Retype each of the following rows word for word, with no changes.

+++

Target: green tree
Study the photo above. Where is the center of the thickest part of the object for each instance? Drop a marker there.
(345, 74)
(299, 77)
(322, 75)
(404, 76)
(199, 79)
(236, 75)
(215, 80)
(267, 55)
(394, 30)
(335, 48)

+++

- [EXERCISE ANSWER]
Target: green tree
Study the photo above. Where is the center of the thickest part of the object for each instance? Drop a marker there.
(345, 74)
(299, 77)
(322, 75)
(404, 76)
(199, 79)
(236, 75)
(215, 80)
(267, 55)
(394, 30)
(335, 48)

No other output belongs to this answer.